Mukka Proteins Ltd was incorporated in the year 2003 to manufacture fish protein products. The principal vertical of the company is the production and supply of fish meal, fish oil and fish soluble paste. These are the essential ingredients for the production of aqua feed (fish and shrimp). In addition, they also go into poultry feed (broilers and layers) and pet food (dog and cat food). Mukka Proteins Ltd operates 6 production facilities. Out of these, 4 production facilities are located in India while the remaining 2 are located in Oman in the Middle east. These Oman facilities are owned trough the global subsidiary, Ocean Aquatic Proteins LLC. Apart from these production facilities, Mukka Proteins also operates 3 blending plants and 5 storage facilities so that the production process is fully forwards and backward integrated. All these blending and storage facilities are located in India.

**INPUT DATA:**

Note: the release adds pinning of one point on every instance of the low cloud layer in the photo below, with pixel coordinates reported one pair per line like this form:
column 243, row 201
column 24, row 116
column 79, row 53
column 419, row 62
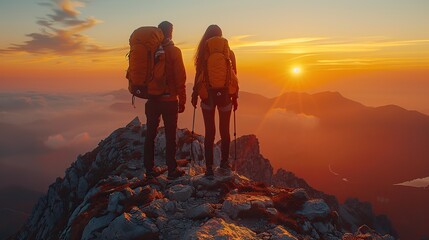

**TASK DIRECTIONS:**
Answer these questions from the Mukka Proteins text:
1. In what year was Mukka Proteins Ltd incorporated?
2. How many of the company's production facilities are located in Oman?
3. How many blending plants does the company operate?
The records have nothing to do with the text about Mukka Proteins.

**FINISHED TASK:**
1. 2003
2. 2
3. 3